**Belge Alıntısı:**
....

CHP Genel Başkan Yardımcısı ve Tekirdağ Milletvekili Faik Öztrak, "Statükonun adayı, 12 yıl boyunca biraz daha otoriterleşerek, Türkiye'nin sosyal ve ekonomik dengelerini tehdit eder hale geldi. Erdoğan şimdi, güç ve yetkinin tek elde yoğunlaştığı bir başkanlık sistemiyle, demokrasinin olmazsa olmazı olan denge-fren mekanizmalarını tamamen yok etmek ve diktatörlüğünü ilan etmek peşindedir" dedi.
Öztark, Meclis'te düzenlediği basın toplantısında, Gazze'nin, Türkiye'deki 12 yıllık statüko ve şimdi de Cumhurbaşkanlığı adaylığına soyunan statükonun lideri için samimiyet testine dönüştüğünü iddia ederek, "Kürt petrolünün İsrail'e akıtılmasına aracılık eden, bu ticaretten sağlanan dolarların Halk Bankası'na yatırılmasını memnuniyetle karşılayan statüko ve onun lideri, sıkılmadan tüm seçim kampanyasını Gazze'de akıtılan masum kanı üzerinden yürütüyor" ifadesini kullandı.
Başbakan Recep Tayyip Erdoğan'ın İsrail lobisinden aldığı "cesaret madalyasını" iade etme cesaretini bile gösteremediğini, lobinin madalyayı isteyince "kof kabadayılığa" başladığını savunan Öztrak, "Yazıklar olsun. Bari madalya senden istenmeden iade edebilme cesaretini gösterseydin" diye konuştu.

....

**Üzerinde Çalışılacak Sorun:** Faik Öztrak'ın Meclis'teki basın toplantısını aktaran haberi, son cümlenin ardından yazmaya devam edin. Ardından gelen liste başka bir kaynaktan alınmıştır.

Bir veri kaynağından alınan öğeler:

....

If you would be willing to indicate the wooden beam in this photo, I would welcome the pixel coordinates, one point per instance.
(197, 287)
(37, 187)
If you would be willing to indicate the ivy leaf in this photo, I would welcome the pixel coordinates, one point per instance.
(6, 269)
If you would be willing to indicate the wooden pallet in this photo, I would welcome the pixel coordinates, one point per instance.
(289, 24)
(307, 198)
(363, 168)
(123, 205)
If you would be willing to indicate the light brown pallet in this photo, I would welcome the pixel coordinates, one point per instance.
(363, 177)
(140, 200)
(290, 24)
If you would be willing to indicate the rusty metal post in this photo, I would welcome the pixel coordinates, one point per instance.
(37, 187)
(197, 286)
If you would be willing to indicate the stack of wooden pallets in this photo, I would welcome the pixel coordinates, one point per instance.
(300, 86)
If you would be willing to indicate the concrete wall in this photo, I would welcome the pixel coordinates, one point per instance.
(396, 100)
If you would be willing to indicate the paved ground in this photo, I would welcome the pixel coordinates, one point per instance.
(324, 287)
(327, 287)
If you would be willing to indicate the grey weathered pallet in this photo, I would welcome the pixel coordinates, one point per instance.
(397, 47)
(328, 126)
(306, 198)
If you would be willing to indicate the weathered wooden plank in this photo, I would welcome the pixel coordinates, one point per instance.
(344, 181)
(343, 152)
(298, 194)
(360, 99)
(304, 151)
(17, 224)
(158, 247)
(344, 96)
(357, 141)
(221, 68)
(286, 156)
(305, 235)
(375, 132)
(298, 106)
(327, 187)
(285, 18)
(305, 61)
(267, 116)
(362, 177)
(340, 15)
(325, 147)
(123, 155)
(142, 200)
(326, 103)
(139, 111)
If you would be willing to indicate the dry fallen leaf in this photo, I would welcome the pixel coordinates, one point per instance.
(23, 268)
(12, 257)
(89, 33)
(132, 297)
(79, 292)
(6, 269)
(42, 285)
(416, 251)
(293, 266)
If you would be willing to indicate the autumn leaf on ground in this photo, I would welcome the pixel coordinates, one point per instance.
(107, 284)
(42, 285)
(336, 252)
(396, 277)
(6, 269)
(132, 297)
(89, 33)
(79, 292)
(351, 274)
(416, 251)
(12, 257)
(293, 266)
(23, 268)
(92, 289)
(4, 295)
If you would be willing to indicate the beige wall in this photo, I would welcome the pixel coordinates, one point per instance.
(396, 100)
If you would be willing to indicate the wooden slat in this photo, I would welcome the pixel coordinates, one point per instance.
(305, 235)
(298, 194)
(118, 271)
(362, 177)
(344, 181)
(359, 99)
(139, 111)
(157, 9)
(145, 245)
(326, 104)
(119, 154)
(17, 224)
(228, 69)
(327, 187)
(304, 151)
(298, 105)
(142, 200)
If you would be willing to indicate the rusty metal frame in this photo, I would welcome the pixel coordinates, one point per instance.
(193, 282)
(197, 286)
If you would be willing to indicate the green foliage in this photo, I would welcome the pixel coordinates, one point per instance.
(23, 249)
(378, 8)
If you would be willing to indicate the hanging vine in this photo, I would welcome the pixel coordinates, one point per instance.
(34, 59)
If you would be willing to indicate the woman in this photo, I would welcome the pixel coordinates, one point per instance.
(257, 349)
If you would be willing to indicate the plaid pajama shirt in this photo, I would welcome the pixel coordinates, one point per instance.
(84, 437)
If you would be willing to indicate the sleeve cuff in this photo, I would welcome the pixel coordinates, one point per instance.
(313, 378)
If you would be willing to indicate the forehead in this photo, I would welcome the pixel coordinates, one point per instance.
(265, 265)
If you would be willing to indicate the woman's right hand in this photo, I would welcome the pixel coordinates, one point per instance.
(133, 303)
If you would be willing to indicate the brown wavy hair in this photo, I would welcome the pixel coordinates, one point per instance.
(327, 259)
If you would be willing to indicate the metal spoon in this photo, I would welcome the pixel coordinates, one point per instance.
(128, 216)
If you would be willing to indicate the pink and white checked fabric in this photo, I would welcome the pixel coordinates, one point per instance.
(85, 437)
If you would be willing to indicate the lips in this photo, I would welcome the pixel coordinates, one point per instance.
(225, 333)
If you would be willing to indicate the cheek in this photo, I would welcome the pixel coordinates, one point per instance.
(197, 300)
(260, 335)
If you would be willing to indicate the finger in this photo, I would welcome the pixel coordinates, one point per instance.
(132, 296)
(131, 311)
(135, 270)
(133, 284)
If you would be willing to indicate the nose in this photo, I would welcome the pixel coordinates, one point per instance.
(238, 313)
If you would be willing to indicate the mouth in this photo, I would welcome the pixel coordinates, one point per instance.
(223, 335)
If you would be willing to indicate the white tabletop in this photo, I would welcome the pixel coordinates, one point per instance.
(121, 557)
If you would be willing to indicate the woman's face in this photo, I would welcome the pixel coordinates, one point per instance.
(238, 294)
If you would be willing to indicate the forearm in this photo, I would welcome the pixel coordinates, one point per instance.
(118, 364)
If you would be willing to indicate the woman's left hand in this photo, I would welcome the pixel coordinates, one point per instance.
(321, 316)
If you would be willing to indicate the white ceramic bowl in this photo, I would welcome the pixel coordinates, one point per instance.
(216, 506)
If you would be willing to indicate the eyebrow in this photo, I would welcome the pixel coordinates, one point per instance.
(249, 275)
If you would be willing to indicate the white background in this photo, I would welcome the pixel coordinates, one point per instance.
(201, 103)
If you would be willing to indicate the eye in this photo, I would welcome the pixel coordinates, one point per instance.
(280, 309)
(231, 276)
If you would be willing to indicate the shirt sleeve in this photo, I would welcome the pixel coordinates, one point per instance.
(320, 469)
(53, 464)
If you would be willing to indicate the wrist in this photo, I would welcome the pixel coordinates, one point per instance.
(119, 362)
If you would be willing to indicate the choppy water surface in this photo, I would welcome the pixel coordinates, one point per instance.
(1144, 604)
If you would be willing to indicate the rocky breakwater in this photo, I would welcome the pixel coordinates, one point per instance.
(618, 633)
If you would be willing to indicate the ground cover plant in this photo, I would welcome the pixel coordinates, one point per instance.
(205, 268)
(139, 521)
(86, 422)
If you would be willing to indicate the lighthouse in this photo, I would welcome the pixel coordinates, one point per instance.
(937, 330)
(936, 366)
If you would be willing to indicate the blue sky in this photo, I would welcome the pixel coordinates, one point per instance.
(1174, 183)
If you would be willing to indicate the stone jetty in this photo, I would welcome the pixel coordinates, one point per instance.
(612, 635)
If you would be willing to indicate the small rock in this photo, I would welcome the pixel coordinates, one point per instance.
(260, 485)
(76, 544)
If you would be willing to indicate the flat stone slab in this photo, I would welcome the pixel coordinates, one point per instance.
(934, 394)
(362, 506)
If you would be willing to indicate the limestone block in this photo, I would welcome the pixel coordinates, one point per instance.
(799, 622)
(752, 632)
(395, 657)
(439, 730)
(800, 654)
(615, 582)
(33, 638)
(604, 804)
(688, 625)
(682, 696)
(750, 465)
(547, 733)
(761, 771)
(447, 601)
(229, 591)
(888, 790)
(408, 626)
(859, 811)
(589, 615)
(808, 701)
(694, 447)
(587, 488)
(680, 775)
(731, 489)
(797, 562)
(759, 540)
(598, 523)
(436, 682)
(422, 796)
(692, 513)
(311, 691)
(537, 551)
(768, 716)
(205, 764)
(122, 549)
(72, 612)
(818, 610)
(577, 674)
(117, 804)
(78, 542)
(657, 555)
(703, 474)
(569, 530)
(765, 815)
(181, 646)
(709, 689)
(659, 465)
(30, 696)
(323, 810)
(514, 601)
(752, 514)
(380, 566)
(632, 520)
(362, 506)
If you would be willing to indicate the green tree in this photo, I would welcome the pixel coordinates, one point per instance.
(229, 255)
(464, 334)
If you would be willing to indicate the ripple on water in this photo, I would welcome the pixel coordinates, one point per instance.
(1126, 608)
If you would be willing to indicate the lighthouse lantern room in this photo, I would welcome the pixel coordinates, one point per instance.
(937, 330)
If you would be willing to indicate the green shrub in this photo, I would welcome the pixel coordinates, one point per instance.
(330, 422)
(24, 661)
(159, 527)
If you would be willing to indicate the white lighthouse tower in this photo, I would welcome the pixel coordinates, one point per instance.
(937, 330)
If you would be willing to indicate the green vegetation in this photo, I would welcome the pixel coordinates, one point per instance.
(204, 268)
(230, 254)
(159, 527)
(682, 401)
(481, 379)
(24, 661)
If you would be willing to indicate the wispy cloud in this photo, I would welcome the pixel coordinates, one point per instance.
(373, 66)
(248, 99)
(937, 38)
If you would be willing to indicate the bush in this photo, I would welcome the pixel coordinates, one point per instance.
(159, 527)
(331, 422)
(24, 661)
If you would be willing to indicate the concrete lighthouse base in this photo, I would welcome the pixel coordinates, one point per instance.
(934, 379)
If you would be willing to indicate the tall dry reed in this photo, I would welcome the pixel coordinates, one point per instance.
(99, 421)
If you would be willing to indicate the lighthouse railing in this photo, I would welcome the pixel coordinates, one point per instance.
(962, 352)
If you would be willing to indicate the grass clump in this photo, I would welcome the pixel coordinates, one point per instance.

....

**Görev Sonucu:**
Öztrak, Türkiye'nin 10 Ağustos'da çok kritik bir seçime doğru gittiğini anımsatarak, şöyle konuştu:
"Statükonun adayı, iktidarda kaldığı 12 yıl boyunca her gün biraz daha otoriterleşerek, Türkiye'nin sosyal ve ekonomik dengelerini tehdit eder hale geldi. Şimdi AKP statükosu ve onun lideri Erdoğan, güç ve yetkinin tek elde yoğunlaştığı bize has bir başkanlık sistemiyle, demokrasinin olmazsa olmazı olan denge-fren mekanizmalarını tamamen yok etmek ve diktatörlüğünü ilan etmek peşindedir. Bu yöndeki ihtiraslar artık gizlenememektedir. Bu muhterislerin derdi parlamenter demokrasiyi ve onun gazi Meclisini bitirmektir.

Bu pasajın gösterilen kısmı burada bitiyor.